* **Object location annotation data**:
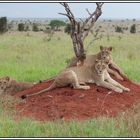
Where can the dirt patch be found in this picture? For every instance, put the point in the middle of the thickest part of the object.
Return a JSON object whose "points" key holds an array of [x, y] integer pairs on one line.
{"points": [[67, 103]]}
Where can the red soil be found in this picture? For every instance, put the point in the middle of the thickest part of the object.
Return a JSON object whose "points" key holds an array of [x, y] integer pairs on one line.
{"points": [[67, 103]]}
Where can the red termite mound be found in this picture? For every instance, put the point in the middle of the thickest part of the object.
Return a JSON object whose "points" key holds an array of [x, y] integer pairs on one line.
{"points": [[66, 103]]}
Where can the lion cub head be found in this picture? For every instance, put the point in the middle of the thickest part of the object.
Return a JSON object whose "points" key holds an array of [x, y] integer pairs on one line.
{"points": [[106, 53], [100, 66], [4, 83]]}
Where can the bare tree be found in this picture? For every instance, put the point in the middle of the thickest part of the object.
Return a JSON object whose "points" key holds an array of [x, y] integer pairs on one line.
{"points": [[80, 30]]}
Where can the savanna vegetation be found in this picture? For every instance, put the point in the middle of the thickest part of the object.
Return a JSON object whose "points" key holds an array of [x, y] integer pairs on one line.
{"points": [[38, 53], [31, 57]]}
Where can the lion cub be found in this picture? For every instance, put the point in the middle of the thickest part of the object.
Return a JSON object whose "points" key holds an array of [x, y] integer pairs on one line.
{"points": [[105, 53], [10, 86], [77, 76]]}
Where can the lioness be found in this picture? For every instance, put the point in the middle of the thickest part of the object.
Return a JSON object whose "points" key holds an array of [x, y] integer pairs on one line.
{"points": [[10, 86], [76, 76], [105, 53]]}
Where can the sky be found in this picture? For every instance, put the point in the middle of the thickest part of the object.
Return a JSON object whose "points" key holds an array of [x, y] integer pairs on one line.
{"points": [[51, 10]]}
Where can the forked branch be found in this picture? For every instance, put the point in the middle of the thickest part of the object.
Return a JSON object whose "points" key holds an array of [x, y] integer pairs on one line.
{"points": [[79, 30]]}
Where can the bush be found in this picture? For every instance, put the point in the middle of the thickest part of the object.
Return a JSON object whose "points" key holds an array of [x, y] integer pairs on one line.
{"points": [[3, 24], [133, 29], [21, 27], [118, 29], [67, 28], [35, 27]]}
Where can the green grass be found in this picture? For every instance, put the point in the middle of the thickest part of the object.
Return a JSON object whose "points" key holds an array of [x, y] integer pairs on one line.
{"points": [[33, 58]]}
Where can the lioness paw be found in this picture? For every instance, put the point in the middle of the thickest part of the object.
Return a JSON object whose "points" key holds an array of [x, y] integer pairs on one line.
{"points": [[86, 87], [127, 89], [118, 90]]}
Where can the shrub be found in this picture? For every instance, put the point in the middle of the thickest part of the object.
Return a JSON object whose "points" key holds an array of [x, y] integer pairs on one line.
{"points": [[3, 24], [21, 27], [118, 29], [133, 29]]}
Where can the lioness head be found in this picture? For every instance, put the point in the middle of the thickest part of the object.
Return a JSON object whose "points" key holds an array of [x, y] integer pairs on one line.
{"points": [[105, 52], [4, 83], [100, 66]]}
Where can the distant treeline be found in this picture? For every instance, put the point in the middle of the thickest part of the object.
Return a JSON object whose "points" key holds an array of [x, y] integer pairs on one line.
{"points": [[48, 25]]}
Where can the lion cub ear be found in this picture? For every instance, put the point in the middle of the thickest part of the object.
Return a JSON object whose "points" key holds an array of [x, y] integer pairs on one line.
{"points": [[106, 62], [101, 47], [110, 48], [7, 78], [97, 60]]}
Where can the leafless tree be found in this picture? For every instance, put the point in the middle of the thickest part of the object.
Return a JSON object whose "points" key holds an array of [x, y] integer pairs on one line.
{"points": [[80, 30]]}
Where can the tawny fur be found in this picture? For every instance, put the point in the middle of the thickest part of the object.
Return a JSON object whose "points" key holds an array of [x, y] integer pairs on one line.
{"points": [[105, 53], [74, 76], [10, 86]]}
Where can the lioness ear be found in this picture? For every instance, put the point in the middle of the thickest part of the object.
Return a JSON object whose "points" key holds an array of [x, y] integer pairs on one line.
{"points": [[7, 78], [110, 48], [101, 47], [106, 61]]}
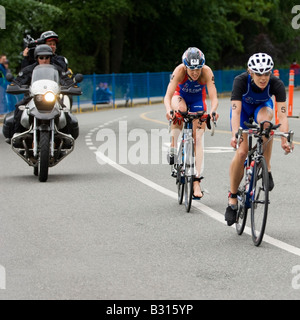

* **Required work**: Return every line of the data above that contains the word "head".

* **The response**:
Where can the lion cub head be found in this picture? For every instance, put the point in the middle of the thickest part of the object.
Where can the lioness head be found in this picture? For every instance, put the point in the middle of the thickest part of the object.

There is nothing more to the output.